__The exercise__.
Rewrite the data below as a JSON array of strings, one string for each line, with blank lines left out.

__Input data__.
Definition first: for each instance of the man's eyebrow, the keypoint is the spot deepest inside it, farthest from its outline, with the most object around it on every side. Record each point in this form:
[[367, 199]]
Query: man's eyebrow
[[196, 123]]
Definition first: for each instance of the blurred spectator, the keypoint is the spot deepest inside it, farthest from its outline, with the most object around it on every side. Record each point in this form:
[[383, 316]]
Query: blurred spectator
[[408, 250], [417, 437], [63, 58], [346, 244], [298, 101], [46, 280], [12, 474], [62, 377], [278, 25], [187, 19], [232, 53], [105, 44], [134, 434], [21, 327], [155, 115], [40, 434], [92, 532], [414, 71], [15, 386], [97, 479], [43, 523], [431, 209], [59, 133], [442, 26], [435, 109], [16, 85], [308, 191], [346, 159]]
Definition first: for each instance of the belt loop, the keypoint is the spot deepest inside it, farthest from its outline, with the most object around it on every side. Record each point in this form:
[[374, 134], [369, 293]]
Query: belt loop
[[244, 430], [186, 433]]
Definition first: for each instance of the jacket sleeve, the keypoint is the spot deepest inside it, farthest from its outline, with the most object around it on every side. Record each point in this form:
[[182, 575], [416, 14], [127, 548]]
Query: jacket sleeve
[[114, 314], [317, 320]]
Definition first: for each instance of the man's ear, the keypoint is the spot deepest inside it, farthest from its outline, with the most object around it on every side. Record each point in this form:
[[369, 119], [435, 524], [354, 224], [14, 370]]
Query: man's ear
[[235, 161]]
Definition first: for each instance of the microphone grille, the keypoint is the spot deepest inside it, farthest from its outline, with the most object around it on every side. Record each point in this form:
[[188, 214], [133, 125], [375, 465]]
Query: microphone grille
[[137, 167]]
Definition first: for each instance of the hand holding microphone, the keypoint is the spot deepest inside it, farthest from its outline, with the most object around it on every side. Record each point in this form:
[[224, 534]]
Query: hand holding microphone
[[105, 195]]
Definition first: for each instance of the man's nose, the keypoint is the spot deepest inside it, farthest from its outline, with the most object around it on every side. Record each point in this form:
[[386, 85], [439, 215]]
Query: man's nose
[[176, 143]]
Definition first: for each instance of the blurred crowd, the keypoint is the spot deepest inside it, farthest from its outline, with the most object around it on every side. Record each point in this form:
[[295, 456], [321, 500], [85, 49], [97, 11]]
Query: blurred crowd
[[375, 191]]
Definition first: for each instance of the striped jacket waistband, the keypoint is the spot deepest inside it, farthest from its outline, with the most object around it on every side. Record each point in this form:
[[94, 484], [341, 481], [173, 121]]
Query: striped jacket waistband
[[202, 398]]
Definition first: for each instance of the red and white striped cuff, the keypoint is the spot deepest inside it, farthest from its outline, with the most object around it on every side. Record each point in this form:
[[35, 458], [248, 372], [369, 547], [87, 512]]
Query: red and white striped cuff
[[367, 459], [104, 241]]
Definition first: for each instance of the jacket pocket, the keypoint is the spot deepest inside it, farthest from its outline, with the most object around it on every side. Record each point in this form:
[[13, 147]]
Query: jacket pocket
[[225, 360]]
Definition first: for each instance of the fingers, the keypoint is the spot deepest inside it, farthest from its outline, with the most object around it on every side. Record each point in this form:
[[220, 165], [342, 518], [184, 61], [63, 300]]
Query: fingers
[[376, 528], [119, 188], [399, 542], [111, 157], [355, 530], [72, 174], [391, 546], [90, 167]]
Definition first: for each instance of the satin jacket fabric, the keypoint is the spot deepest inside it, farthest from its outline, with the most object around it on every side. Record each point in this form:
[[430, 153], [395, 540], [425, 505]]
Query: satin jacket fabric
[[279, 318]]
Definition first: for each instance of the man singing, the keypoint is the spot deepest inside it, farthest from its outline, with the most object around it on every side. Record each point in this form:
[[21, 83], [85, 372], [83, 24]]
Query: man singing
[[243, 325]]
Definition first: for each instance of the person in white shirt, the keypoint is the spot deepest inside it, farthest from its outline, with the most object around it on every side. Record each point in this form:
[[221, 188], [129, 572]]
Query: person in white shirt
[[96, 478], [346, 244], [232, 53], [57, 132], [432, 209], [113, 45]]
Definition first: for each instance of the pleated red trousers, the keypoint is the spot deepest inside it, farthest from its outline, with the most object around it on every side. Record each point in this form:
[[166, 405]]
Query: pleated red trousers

__Final result__.
[
  "Definition first: for each instance of the man's eyebrow, the keypoint is the spot deepest inside it, farthest from its outline, with the most object around it on every side. Record each point in this form:",
  "[[367, 199]]",
  "Query: man's eyebrow",
  "[[196, 123]]",
  "Definition first: for each instance of the blurred spectator, the keypoint is the spot deepest inside it, farthest from its outline, with the most object around it on every side. Record each point in this form:",
  "[[383, 316]]",
  "Query: blurred spectator",
  "[[408, 250], [417, 437], [63, 58], [346, 244], [298, 101], [46, 280], [12, 474], [62, 377], [278, 25], [187, 19], [232, 53], [105, 44], [134, 434], [21, 327], [155, 115], [40, 434], [92, 532], [414, 71], [15, 386], [97, 479], [43, 523], [431, 209], [59, 133], [442, 26], [435, 109], [16, 85], [308, 191], [346, 159]]",
  "Definition first: for each instance of the belt loop, the keypoint is the spot deepest inside it, farthest from its outline, with the most object around it on every side. Record each point in this form:",
  "[[374, 134], [369, 293]]",
  "Query: belt loop",
  "[[244, 430], [186, 433]]",
  "Definition first: for each instance of the jacket sleeve, the keypoint is the spot deepest inside it, farthest from its outline, with the most object around it on every side. Record each point in this form:",
  "[[182, 575], [416, 14], [127, 548]]",
  "Query: jacket sleeve",
  "[[114, 314], [317, 320]]",
  "Definition first: for each instance of the man's ear, the keypoint is the spot deepest inside it, farthest from its outline, with the most object around it on every side. Record each point in this form:",
  "[[369, 119], [435, 524], [354, 224], [14, 370]]",
  "Query: man's ear",
  "[[235, 161]]",
  "Definition first: for each instance of the microphone grille, the keypoint is the spot deepest inside it, farthest from its outline, with the most object around it on every side. Record each point in this form:",
  "[[188, 214], [133, 125], [375, 465]]",
  "Query: microphone grille",
  "[[137, 167]]",
  "Definition first: for each instance of the hand holding microphone, the keypoint is the spot deepest inside it, farthest from its outline, with the most object around it on every side. Record each point in this form:",
  "[[224, 534]]",
  "Query: hand holding microphone",
  "[[105, 195]]",
  "Definition first: for each instance of the man's nose, the keypoint is the spot deepest inside it, farthest from its outline, with the most object around it on every side. Record each point in this form:",
  "[[386, 85], [439, 215]]",
  "Query: man's nose",
  "[[176, 143]]",
  "Definition first: for each instance of the blurred crowd, the keypoint is the spot deepest inside it, farthest from its outline, with the most object around it on every side. Record each point in this form:",
  "[[295, 456], [321, 500], [85, 49], [97, 11]]",
  "Query: blurred crowd",
  "[[375, 191]]",
  "Definition first: for each instance of the striped jacket waistband, the keypoint is the spot deepest inside it, farthest from its outline, with the most object around it on every side. Record each point in this form:",
  "[[94, 484], [341, 481], [173, 121]]",
  "Query: striped jacket waistband",
  "[[202, 398]]",
  "Definition first: for each instance of the red and white striped cuff, the keypoint is the spot deepest inside it, farthest from its outline, with the most object around it on every side. Record each point in this form:",
  "[[35, 458], [248, 372], [369, 547], [87, 512]]",
  "Query: red and white striped cuff",
  "[[367, 459], [104, 241]]",
  "Definition first: for each instance of the jacket pocket, the keypoint is the spot deepest inside it, farthest from its outline, with the most object around it on every side. Record each point in this form:",
  "[[13, 147]]",
  "Query: jacket pocket",
  "[[225, 360]]",
  "Definition first: for each instance of the fingers, the keypoint is the spot deepest inside it, farthest from its outline, with the most object around it on every side. Record each point in this form:",
  "[[220, 165], [342, 518], [184, 61], [63, 300]]",
  "Query: fingers",
  "[[376, 528], [119, 188], [399, 542], [111, 157], [355, 530], [72, 174], [391, 546], [90, 167]]",
  "Definition first: for each instance of the satin jacket fabric, the keypoint is the spot deepest inside it, farthest from its outline, with the most object around it on every side. Record each point in this form:",
  "[[430, 153], [395, 540], [425, 505]]",
  "Query: satin jacket fabric",
  "[[279, 318]]",
  "Definition first: for each instance of the man singing, the keypoint is the spot deepest inside it, farthest from its outline, with the most object around it on every side. Record each point in this form:",
  "[[21, 83], [85, 372], [83, 24]]",
  "Query: man singing",
  "[[243, 325]]",
  "Definition first: for each instance of the person in white shirt, the keypoint is the spot deepest inside it, farthest from its outline, with the most object around it on every side. Record each point in this form:",
  "[[221, 188], [129, 572]]",
  "Query: person in white shirt",
  "[[96, 478], [346, 244], [232, 53], [57, 132], [432, 209], [113, 45]]",
  "Definition first: for each instance of the pleated red trousers, the keypoint is the spot deepest inside it, farthest from its outline, with the most object around it on every side. Record each point in this form:",
  "[[166, 405]]",
  "Query: pleated red trousers"
]